— START OF Stored records —
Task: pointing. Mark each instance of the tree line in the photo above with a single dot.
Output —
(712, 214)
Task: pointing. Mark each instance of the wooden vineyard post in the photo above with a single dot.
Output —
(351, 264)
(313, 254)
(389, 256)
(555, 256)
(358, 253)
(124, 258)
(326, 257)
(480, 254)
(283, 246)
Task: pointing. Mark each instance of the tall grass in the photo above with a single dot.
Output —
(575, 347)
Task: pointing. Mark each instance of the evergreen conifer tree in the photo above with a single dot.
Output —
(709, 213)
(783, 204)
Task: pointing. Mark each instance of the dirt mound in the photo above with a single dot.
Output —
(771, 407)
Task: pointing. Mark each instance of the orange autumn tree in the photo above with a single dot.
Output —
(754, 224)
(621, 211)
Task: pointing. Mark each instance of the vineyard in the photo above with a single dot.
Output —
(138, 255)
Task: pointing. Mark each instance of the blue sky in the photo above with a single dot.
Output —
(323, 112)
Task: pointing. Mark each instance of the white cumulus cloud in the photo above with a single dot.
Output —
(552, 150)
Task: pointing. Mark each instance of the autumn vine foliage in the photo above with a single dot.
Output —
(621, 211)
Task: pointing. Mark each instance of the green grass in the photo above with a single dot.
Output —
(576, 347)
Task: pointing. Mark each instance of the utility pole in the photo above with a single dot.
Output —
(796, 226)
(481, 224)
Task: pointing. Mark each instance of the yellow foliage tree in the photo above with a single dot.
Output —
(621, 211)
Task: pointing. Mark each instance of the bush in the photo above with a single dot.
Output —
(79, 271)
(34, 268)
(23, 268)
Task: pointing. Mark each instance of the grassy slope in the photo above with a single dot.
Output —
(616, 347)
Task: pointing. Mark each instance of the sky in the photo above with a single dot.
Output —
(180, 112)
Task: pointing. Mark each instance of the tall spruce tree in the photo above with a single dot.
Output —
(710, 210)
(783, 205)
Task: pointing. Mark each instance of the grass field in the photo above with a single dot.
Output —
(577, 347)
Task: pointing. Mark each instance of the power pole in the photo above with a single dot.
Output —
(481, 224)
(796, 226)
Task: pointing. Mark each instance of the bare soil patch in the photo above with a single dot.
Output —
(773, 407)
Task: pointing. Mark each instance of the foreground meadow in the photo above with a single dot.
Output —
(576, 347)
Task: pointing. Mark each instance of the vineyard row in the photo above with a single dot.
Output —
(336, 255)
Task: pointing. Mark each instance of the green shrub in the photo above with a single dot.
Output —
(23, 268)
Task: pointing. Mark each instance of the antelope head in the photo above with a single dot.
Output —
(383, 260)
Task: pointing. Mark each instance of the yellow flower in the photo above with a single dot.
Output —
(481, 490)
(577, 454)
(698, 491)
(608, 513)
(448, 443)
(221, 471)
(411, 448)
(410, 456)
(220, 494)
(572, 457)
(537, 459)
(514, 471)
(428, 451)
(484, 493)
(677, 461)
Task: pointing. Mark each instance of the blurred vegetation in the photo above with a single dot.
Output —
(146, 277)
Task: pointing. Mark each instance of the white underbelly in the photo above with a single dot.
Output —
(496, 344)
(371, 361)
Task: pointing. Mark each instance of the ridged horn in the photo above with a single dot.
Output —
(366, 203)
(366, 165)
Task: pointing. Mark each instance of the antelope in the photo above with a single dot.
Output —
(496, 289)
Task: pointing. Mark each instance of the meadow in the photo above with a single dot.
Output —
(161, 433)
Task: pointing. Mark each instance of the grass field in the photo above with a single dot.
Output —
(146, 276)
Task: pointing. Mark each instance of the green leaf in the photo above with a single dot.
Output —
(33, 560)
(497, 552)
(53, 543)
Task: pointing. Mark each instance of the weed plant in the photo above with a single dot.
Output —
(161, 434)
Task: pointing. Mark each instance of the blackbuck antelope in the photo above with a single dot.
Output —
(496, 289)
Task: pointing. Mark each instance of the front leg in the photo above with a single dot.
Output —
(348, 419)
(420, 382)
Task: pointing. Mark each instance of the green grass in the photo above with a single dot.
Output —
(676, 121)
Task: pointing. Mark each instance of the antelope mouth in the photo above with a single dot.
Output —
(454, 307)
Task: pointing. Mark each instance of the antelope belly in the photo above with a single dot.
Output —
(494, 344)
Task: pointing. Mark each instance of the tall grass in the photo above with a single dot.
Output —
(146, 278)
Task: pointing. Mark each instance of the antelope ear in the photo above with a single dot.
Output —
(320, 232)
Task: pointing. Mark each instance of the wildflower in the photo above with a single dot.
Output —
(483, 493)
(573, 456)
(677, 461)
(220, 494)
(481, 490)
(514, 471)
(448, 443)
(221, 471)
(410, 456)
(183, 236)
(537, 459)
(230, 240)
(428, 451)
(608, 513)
— END OF Stored records —
— START OF Stored records —
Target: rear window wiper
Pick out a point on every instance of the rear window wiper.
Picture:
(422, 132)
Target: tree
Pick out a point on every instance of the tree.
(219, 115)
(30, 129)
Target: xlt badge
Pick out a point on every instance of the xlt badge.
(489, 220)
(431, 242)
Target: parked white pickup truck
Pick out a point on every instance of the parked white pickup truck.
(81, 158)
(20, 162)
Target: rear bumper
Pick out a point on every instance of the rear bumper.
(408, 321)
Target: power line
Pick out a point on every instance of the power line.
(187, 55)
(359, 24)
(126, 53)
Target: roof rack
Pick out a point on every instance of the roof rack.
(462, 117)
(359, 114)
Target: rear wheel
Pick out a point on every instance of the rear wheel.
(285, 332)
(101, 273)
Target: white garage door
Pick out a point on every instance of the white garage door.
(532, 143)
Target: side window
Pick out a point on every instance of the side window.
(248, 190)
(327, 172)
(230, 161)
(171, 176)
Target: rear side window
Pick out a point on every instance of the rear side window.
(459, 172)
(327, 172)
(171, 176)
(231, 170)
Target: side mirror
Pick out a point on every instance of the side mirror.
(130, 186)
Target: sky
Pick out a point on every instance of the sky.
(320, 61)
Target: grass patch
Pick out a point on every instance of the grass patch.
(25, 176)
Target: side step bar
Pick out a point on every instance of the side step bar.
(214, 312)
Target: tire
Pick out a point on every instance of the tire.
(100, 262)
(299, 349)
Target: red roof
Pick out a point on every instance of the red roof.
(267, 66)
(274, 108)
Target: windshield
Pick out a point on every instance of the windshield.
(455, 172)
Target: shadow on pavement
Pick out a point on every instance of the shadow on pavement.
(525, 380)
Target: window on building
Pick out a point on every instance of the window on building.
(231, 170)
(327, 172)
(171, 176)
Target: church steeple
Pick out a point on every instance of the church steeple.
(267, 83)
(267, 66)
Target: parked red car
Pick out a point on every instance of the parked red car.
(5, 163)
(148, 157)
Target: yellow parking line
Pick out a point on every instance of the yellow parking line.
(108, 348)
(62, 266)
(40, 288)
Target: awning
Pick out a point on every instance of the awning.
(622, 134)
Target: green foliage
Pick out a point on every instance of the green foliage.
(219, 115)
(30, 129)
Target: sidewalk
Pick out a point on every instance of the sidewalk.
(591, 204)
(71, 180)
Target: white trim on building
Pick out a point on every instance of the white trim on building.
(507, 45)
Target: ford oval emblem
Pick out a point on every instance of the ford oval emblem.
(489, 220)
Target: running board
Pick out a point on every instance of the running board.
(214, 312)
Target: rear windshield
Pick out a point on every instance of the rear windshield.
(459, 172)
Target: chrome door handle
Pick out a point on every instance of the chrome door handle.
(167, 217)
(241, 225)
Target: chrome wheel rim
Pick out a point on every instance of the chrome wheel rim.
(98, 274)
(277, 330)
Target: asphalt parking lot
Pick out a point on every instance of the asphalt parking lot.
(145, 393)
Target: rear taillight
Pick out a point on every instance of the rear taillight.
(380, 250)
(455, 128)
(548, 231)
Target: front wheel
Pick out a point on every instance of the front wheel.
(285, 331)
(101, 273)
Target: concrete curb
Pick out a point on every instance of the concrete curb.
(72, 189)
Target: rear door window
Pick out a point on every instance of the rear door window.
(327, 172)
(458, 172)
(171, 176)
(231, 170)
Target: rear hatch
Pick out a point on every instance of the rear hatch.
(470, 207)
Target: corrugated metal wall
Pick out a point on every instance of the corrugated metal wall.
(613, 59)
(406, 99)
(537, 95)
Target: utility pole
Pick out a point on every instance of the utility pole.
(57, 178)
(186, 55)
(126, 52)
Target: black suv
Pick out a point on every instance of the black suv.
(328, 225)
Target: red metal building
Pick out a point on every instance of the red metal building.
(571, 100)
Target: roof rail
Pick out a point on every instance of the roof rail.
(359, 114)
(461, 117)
— END OF Stored records —
Locate every line of the data above that contains the string "wheel", and copy each such line in full.

§ Correct output
Target: rear wheel
Pick out a point on every instance of the rear wheel.
Target: chrome wheel rim
Pick out a point on every instance of the chrome wheel rim.
Target: front wheel
Pick out a point on every instance of the front wheel.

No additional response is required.